BEGIN

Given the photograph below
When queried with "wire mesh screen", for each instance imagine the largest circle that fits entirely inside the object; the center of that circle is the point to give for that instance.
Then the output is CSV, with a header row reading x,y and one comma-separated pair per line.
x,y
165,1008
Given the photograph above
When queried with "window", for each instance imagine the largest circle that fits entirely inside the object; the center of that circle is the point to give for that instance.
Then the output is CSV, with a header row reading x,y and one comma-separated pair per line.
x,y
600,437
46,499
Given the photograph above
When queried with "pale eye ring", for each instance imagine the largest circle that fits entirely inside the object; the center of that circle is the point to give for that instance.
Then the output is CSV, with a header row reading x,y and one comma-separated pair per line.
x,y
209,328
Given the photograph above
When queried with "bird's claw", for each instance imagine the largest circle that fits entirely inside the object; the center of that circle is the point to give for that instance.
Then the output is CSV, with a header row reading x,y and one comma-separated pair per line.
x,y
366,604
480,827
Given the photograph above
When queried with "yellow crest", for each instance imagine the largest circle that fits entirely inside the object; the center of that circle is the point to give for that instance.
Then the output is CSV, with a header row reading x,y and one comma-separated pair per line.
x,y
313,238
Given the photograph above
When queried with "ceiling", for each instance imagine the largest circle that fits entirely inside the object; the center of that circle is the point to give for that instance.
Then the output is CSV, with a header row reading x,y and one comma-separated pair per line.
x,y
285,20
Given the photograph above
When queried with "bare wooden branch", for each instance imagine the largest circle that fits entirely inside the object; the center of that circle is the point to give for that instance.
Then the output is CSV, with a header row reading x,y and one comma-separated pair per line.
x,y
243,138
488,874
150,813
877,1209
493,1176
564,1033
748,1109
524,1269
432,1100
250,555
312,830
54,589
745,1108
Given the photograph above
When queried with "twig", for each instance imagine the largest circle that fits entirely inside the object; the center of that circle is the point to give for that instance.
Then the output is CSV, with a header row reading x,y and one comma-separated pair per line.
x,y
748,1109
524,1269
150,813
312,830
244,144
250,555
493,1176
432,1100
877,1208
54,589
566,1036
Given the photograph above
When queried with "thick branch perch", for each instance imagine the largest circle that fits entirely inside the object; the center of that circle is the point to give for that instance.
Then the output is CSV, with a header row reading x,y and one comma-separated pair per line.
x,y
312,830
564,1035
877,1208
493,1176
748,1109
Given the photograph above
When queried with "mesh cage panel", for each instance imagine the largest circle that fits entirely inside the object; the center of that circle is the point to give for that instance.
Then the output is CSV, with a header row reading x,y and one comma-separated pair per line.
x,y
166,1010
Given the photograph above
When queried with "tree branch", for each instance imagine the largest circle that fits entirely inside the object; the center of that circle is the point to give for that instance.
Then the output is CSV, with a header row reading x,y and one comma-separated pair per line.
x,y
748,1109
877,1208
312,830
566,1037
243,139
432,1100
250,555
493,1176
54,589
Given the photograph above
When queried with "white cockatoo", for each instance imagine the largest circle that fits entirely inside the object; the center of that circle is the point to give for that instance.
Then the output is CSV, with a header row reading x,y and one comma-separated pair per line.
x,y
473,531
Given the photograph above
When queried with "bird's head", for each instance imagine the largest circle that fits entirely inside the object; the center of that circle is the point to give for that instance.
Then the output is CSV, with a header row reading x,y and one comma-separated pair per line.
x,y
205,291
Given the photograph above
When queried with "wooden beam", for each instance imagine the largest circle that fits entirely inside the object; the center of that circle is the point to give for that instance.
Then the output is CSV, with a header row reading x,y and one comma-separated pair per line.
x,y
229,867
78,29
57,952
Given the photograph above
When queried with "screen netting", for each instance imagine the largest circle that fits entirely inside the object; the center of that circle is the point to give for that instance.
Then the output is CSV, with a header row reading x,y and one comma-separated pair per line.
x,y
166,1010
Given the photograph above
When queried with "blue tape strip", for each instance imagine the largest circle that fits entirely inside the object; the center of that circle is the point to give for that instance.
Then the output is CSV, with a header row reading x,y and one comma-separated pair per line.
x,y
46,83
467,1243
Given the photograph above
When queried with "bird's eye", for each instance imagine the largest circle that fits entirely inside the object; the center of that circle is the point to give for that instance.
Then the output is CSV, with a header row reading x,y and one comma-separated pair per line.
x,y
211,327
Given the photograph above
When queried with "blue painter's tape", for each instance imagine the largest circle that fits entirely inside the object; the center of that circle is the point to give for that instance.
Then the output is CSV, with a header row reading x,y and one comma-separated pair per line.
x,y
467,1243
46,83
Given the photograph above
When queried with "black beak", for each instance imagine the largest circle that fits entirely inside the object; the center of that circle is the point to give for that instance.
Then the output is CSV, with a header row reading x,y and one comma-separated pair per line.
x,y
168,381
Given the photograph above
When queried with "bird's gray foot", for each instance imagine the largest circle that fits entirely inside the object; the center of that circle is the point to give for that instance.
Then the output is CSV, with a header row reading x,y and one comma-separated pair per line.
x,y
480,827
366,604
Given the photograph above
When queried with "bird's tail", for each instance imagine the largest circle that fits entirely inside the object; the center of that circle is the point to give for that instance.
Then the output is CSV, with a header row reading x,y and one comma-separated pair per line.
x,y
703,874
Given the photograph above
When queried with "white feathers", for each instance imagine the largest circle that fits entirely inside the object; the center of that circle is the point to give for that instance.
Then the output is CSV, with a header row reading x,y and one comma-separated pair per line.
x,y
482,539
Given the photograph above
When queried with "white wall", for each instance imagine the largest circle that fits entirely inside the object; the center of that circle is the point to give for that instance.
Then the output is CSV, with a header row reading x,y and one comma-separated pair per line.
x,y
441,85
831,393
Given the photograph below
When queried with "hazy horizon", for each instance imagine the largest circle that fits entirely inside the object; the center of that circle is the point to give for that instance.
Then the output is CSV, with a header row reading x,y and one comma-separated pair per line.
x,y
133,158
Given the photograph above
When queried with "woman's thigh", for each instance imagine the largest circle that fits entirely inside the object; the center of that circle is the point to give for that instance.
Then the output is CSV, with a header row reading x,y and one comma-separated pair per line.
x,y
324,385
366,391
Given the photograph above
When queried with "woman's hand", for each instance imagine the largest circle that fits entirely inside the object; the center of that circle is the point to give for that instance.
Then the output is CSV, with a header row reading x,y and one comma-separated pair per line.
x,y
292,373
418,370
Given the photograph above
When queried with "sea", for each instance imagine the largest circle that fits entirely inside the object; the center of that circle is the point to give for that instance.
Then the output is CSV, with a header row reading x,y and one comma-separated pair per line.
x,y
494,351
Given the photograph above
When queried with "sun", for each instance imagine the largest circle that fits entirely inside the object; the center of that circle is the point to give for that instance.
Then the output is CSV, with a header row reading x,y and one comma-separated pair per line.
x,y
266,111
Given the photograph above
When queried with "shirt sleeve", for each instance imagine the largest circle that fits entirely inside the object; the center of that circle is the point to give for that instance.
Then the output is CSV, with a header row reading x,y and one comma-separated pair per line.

END

In full and word for word, set down the records shown above.

## FINAL ANSWER
Given the photograph below
When queried with "wire mesh screen", for each instance imagine the largest circle that fits entirely inside the object; the center of that circle is the point to give for that instance.
Then the output is CSV, with a header row reading x,y and one comma-separated pair per line.
x,y
165,1008
Given the photograph above
When queried with "window", for each instance imagine the largest circle that fits entirely inside the object; the center of that circle is the point to give for that instance.
Then the output is CSV, with a header row reading x,y and one comma-separated pair per line.
x,y
600,437
46,499
Given the photograph above
When queried with "pale eye ring", for each instance imagine the largest circle that fits entirely inside the object; the center of that circle is the point to give for that instance.
Then the output is CSV, with a header row reading x,y and one comma-separated pair per line.
x,y
209,328
Given the photograph above
When queried with "bird's claw", for each instance imagine the largest circle that fits entirely inside the object; the center of that circle is the point to give for that instance.
Then the output is CSV, with a header row reading x,y and one comma-separated pair per line.
x,y
366,604
480,827
Given the photograph above
When queried with "yellow crest", for each instance imagine the largest circle that fits entirely inside the object; the center of that circle is the point to give for that instance.
Then the output is CSV, with a header row reading x,y and one comma-separated pair per line.
x,y
313,238
Given the photograph above
When queried with "ceiling", for each instance imagine the largest circle that fits entirely inside the object; the center of that circle is the point to give for that instance.
Then the output is CSV, with a header row reading x,y and one comma-separated pair per line.
x,y
285,20
Given the photograph above
When queried with "bare wooden branch", for each instance imagine the largest circle that fits entirely inside the object; the center of that circle is the point to give for that instance.
Then the output is CSV, with a header row reading x,y and one comma-separated pair per line.
x,y
243,138
488,874
150,813
877,1209
493,1176
564,1033
748,1109
524,1269
432,1100
250,555
312,830
54,589
745,1108
Given the photograph above
When queried with "twig", for each instance imagine the largest circle that fits entirely inside the object; the center of that circle is the point to give for that instance.
Then the output is CSV, with a header row reading x,y and one comma-separated pair per line.
x,y
748,1109
524,1269
150,813
312,830
244,144
250,555
493,1176
432,1100
877,1208
54,589
566,1036
Given the photograph above
When queried with "thick branch perch", for each instance imagine the largest circle that fits entirely inside the object; the center of that circle is the point to give for that instance.
Then the output is CSV, with a header row reading x,y and one comma-separated pair per line.
x,y
312,830
564,1035
877,1208
493,1176
748,1109
Given the photograph above
When queried with "mesh cage panel", for each instance imagine the largest circle that fits entirely inside the object; the center of that circle is the point to give for that instance.
Then the output is CSV, with a header row reading x,y and one comma-separated pair per line.
x,y
166,1010
Given the photograph above
When queried with "tree branch", for each instance imagine the largest circle that fits entirely inside the object; the center of that circle is the point to give for that instance.
Then the output is CSV, with a header row reading x,y and one comma-separated pair per line.
x,y
748,1109
877,1208
312,830
566,1037
243,139
432,1100
250,555
493,1176
54,589
Given the photograph above
When queried with "white cockatoo", for each instance imagine the largest circle that fits entirely inside the object; the center of that circle is the point to give for that instance.
Then the output is CSV, with a header row reading x,y and one comma-separated pair per line.
x,y
473,531
Given the photograph above
When queried with "bird's head", for each instance imagine the largest circle that fits entirely inside the object; the center of that circle is the point to give for that instance.
Then the output is CSV, with a header row reading x,y and one comma-separated pair per line.
x,y
205,291
Given the photograph above
When queried with "wooden beam", for each instance imagine the largest circle that fits entirely inside the object; the center of that circle is the point to give for that instance.
Then the output is CSV, with a header row reading x,y and one comma-separated pair per line.
x,y
229,867
78,29
57,952
Given the photograph above
When queried with "screen netting", for each instance imagine the largest circle that fits entirely inside the object; the center of that circle is the point to give for that instance.
Then the output is CSV, with a header row reading x,y and one comma-separated pair per line.
x,y
166,1010
Given the photograph above
When queried with "blue tape strip", for each instance imagine the largest circle that fits entirely inside the object; the center of that circle is the point to give for that instance.
Then the output is CSV, with a header row reading x,y and one comma-separated pair per line.
x,y
46,83
467,1243
Given the photograph above
When queried with "bird's eye", for each instance imagine the largest circle that fits entirely inside the object; the center of that circle is the point to give for that instance.
Then the output is CSV, with a header row reading x,y and one comma-separated pair per line.
x,y
211,327
Given the photograph above
When queried with "blue painter's tape", for each instance imagine the largest circle that fits entirely inside the object; the center of that circle is the point to give for that instance.
Then the output is CSV, with a header row reading x,y and one comma-separated pair per line.
x,y
467,1243
46,83
Given the photograph above
When queried with "black beak", for each instance imagine the largest circle that fits entirely inside the object; the center of that circle is the point to give for that instance.
Then the output is CSV, with a header row reading x,y and one comma-separated pair per line.
x,y
168,381
Given the photograph above
When queried with "bird's gray foot", for each instance imagine the largest circle that fits entirely inside the object; the center of that circle is the point to give for that instance.
Then the output is CSV, with a header row reading x,y and one comma-separated pair per line.
x,y
480,827
366,604
Given the photograph above
When queried with "bird's tail", for each instance imagine the largest circle that fits entirely inside the object; the center of that circle is the point to give for that instance.
Then the output is CSV, with a header row reading x,y and one comma-separated pair per line.
x,y
703,874
Given the photograph above
When queried with "white feathers", for each instance imagine the largest circle that fits entirely inside the object; the center of that circle is the point to give for that instance.
Then the output is CSV, with a header row reading x,y and one comma-separated pair per line.
x,y
482,539
Given the photograph above
When queried with "white wall", for each instance imagine the largest circle that fits entirely inside the object; the center of that circle is the point to give for that instance.
Then the output is CSV, with a header row reading x,y and one comma-separated pair per line.
x,y
441,85
831,393
Given the photograph below
When queried with "hazy horizon", for each instance imagine the largest circle that fits entirely inside the object; the center of that circle is the point to give for that instance.
Then the output is CSV, with a header row reading x,y and one comma-separated pair per line.
x,y
133,158
Given the photograph above
When queried with "woman's thigh", for each instance imagine the largest circle that fits entirely inside the object; the center of that circle is the point to give for that instance.
Then the output is CSV, with a header row reading x,y and one comma-separated pair per line.
x,y
324,385
366,391
Given the photograph above
When queried with "woman's hand", for each instance imagine the largest circle that fits entirely inside the object; the center of that circle is the point to give for that instance.
Then the output is CSV, with a header row reading x,y and one comma-separated pair per line.
x,y
292,373
418,370
Given the photograph above
When queried with "sea", for each instance imagine the largest circle that fits entirely inside the object; the center of that circle is the point to give for that instance.
Then the output is CSV, with a header row reading x,y and one comma-separated pair per line.
x,y
494,351
Given the photograph above
When queried with "sun", for each instance imagine the largest circle that fits entirely inside the object; the center of that circle is the point to give for that instance.
Then the output is CSV, with a header row reading x,y and one comma-separated pair per line.
x,y
266,111
Given the photograph above
When queried with "shirt sleeve", for each instance imagine the largest circle that fits entirely inside the object; the center of that circle is the point to give for that instance.
Then the output is CSV, with a header row reading x,y and one comma-separated pair per line.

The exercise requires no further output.